* **Exercise objective**
Rewrite every line of the material below with "formation-analysis keypoints" swapped for "scene keypoints" and nothing else altered, leaving out the pictures.

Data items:
>> START

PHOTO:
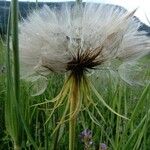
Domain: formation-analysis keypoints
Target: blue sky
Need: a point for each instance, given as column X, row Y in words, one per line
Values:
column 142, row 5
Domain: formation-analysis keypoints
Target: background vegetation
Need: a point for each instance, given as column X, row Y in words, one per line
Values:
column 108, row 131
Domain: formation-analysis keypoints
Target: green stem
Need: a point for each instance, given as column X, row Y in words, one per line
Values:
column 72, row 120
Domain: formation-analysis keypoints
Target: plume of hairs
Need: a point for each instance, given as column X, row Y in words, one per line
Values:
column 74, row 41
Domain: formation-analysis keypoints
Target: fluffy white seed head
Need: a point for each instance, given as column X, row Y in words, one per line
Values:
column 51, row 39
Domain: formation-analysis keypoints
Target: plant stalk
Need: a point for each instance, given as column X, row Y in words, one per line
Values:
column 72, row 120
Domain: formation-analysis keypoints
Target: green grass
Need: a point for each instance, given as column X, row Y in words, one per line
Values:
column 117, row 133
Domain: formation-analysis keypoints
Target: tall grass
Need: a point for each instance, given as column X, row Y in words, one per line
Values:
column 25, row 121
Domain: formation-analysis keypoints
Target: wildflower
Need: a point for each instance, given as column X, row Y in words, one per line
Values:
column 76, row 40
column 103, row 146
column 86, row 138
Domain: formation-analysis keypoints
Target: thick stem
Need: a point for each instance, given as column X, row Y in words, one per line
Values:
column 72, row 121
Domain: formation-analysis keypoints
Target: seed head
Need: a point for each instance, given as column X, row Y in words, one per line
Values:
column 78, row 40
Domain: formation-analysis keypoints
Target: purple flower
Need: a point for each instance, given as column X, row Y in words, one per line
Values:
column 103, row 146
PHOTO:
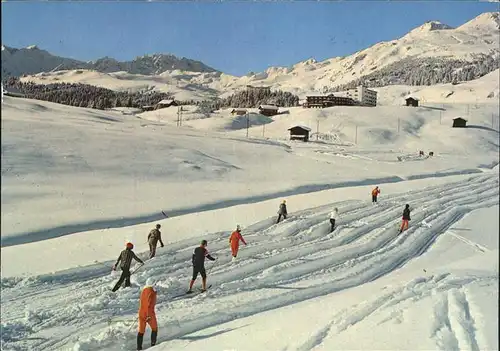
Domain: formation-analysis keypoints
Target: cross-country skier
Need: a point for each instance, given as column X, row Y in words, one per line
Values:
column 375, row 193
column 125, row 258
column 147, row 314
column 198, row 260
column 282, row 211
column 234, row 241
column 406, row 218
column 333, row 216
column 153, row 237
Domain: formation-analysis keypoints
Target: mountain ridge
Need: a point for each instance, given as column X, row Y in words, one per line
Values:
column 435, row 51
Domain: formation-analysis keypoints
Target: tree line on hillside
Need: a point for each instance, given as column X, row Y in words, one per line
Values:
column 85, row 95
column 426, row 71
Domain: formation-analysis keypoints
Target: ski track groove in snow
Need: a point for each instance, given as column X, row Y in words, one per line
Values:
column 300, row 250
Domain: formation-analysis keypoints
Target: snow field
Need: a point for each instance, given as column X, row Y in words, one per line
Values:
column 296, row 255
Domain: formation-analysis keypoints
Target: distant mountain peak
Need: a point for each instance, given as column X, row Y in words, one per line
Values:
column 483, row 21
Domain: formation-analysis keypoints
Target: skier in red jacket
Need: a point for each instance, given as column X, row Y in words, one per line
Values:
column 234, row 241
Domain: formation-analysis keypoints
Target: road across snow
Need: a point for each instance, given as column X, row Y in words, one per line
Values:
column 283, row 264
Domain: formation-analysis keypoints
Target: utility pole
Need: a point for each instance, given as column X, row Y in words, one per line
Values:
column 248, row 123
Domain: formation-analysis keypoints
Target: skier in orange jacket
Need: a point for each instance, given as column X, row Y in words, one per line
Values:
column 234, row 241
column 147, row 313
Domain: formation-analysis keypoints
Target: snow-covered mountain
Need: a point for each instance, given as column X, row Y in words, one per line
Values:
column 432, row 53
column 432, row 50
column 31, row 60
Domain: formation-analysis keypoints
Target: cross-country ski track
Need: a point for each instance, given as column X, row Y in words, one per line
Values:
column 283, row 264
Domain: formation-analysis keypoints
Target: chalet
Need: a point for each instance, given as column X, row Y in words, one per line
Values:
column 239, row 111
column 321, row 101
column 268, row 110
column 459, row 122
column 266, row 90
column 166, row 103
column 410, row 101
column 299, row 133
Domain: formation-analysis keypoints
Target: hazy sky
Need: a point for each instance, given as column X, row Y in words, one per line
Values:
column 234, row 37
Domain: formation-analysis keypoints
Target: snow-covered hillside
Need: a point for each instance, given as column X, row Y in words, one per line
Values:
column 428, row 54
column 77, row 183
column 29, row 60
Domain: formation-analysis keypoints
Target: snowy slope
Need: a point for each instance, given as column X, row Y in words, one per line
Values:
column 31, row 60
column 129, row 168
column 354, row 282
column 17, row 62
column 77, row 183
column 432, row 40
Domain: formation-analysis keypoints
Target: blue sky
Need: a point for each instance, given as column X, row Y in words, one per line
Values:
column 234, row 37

>> END

* **Result of this task**
PHOTO:
Domain: scene keypoints
Target: blue sky
Need: a point for each instance, given as column X, row Y in words, one per line
Values:
column 142, row 5
Domain: scene keypoints
Target: background vegetation
Need: a point for each instance, given as column X, row Y in words, one per line
Values:
column 108, row 131
Domain: scene keypoints
Target: green stem
Need: a point for each instance, given as column X, row Y in words, one per line
Values:
column 72, row 120
Domain: scene keypoints
Target: plume of hairs
Need: a point for each instance, given as column X, row Y in words, one per line
Values:
column 74, row 41
Domain: scene keypoints
Target: fluffy white seed head
Need: a point for each instance, given as column X, row Y in words, one per line
Values:
column 51, row 39
Domain: scene keypoints
Target: plant stalk
Need: a point for each instance, given as column X, row Y in words, one per line
Values:
column 72, row 120
Domain: scene keypoints
Target: green grass
Need: a point for each instance, given as column X, row Y in words, one per line
Values:
column 117, row 133
Domain: scene keypoints
Target: tall grass
Need: a point for each instance, given as column X, row Y in words, one per line
Values:
column 25, row 121
Domain: scene keypoints
Target: wildflower
Need: a point for each instance, given as column X, row Y in words, one per line
Values:
column 76, row 40
column 103, row 146
column 86, row 138
Domain: scene keypoints
Target: thick stem
Need: a point for each instance, given as column X, row Y in words, one per line
Values:
column 72, row 121
Domain: scene keypoints
Target: seed head
Need: a point for each instance, given as column X, row Y in words, one per line
Values:
column 78, row 40
Domain: scene keypoints
Target: purple flower
Need: a point for each instance, given as column X, row Y in words, one per line
Values:
column 103, row 146
PHOTO:
Domain: scene keypoints
Target: cross-country skier
Need: a point for each instance, given as column X, row Y in words, one per line
Values:
column 375, row 193
column 125, row 258
column 147, row 314
column 198, row 260
column 282, row 211
column 234, row 241
column 406, row 218
column 333, row 216
column 153, row 237
Domain: scene keypoints
Target: mountain ridge
Need: a point for each instance, given as column X, row Y in words, one per line
Values:
column 435, row 51
Domain: scene keypoints
Target: tree line on hillside
Need: a point for each instance, given as column X, row Y in words, one per line
Values:
column 85, row 95
column 426, row 71
Domain: scene keypoints
Target: ski track groove in snow
Need: a point for each instance, given as column X, row Y in words, one per line
Values:
column 300, row 250
Domain: scene keypoints
Target: snow field
Need: a point for each instance, given as column X, row Y in words, one per line
Values:
column 296, row 255
Domain: scene keypoints
Target: distant mountain peak
Need: a point for each instance, given as column X, row Y in words, one per line
Values:
column 483, row 21
Domain: scene keypoints
Target: skier in red jacket
Need: a point for each instance, given as column X, row Y in words, one per line
Values:
column 234, row 241
Domain: scene keypoints
Target: road across snow
Need: a point for each instance, given as column X, row Y in words, one per line
Values:
column 283, row 264
Domain: scene keypoints
Target: utility pole
Need: a point for each instance, given as column X, row Y in words, one per line
Values:
column 248, row 123
Domain: scene keypoints
Target: skier in orange jacket
Need: a point for each instance, given as column X, row Y in words, one per line
Values:
column 234, row 241
column 147, row 313
Domain: scene keypoints
Target: snow-covered mountain
Need: a point for each instance, given as column X, row Y in words, one per line
Values:
column 432, row 53
column 432, row 50
column 31, row 60
Domain: scene keypoints
Target: cross-country ski track
Need: a point for each instance, given as column X, row Y in words, one per line
Values:
column 283, row 264
Domain: scene keypoints
Target: chalet
Need: a point for each instance, given as column X, row Y in words, one per line
Values:
column 239, row 111
column 321, row 101
column 268, row 110
column 459, row 122
column 266, row 90
column 166, row 103
column 410, row 101
column 299, row 133
Domain: scene keypoints
Target: hazy sky
Need: a point for each instance, given as column X, row Y in words, one per line
Values:
column 234, row 37
Domain: scene keypoints
Target: snow-covered hillside
Need: a point for each instance, given as column X, row Y in words, one per line
Values:
column 428, row 54
column 77, row 183
column 29, row 60
Domain: scene keypoints
Target: snowy slope
Need: a point for each instance, given as column X, row Y in words, one per line
Values:
column 31, row 60
column 129, row 168
column 354, row 282
column 17, row 62
column 77, row 183
column 432, row 40
Domain: scene keypoints
Target: blue sky
Need: a point for each instance, given as column X, row Y in words, one per line
Values:
column 234, row 37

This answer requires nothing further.